- **REQUIREMENTS**:
Turn the material below into a numbered list, starting with the line that contains "Target: red spice" and continuing through the final line, both ends included. Leave out blank lines.
————
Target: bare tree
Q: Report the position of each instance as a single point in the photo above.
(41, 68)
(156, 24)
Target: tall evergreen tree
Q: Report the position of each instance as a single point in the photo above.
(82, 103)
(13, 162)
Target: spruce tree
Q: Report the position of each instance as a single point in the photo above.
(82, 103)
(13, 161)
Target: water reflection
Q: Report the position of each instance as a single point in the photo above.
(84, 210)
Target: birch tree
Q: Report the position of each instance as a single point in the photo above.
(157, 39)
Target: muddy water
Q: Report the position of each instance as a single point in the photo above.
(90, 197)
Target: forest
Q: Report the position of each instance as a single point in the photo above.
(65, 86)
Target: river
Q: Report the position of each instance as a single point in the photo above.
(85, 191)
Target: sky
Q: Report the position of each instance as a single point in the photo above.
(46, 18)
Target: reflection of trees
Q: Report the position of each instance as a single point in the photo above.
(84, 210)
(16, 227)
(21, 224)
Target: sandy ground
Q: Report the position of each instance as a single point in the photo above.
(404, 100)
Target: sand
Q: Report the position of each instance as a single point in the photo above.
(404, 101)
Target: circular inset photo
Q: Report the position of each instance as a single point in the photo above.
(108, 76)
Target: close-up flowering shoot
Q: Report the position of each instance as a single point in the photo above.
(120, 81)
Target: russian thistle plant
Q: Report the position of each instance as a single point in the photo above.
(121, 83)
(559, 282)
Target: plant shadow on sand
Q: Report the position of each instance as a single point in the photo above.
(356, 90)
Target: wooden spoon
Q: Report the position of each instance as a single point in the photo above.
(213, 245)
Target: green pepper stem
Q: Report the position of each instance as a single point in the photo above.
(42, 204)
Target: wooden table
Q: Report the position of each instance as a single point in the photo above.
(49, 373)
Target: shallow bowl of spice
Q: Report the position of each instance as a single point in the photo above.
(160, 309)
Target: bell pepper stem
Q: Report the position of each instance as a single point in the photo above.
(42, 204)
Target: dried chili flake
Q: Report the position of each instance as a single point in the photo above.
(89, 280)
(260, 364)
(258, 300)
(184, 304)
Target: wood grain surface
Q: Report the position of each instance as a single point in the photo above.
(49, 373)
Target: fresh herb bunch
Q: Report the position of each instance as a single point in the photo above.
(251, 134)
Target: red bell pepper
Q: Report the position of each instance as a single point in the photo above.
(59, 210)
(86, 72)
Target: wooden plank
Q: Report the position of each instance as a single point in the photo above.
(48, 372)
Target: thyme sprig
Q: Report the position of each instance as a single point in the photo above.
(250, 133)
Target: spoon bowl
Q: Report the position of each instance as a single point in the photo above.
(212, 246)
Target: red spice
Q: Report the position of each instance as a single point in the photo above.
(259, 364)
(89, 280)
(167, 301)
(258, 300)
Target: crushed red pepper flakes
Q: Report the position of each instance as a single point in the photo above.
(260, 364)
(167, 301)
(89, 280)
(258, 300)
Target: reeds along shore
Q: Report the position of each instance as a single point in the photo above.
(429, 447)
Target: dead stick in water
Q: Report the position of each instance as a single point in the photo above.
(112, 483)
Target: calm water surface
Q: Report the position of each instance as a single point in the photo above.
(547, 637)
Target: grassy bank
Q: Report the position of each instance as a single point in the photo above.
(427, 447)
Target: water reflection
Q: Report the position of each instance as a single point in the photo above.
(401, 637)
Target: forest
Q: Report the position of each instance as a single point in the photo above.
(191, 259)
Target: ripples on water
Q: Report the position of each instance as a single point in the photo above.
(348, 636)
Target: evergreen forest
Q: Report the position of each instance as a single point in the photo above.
————
- **OUTPUT FOR THIS TASK**:
1. Target: red spice
2. Q: Report the position of each instance as a single point in the photo above.
3. (259, 364)
4. (89, 280)
5. (167, 301)
6. (258, 300)
7. Target: crushed red pepper flakes
8. Q: Report the position of each instance as a single point in the photo above.
9. (260, 364)
10. (167, 301)
11. (89, 280)
12. (258, 300)
13. Target: reeds along shore
14. Q: Report the position of each instance as a single point in the photo above.
15. (429, 447)
16. Target: dead stick in water
17. Q: Report the position of each instance as a single point in the photo above.
18. (112, 483)
19. Target: calm water surface
20. Q: Report the position of each instance as a single point in the photo above.
21. (547, 637)
22. Target: grassy bank
23. Q: Report the position of each instance as a single point in the photo above.
24. (427, 447)
25. Target: water reflection
26. Q: Report the position of each instance as a single point in the photo above.
27. (401, 637)
28. Target: forest
29. Q: Report the position of each instance as a single point in the photo above.
30. (191, 259)
31. Target: ripples on water
32. Q: Report the position of each instance as a single point in the photo above.
33. (348, 636)
34. Target: evergreen forest
35. Q: Report the position of each instance as a single point in the photo above.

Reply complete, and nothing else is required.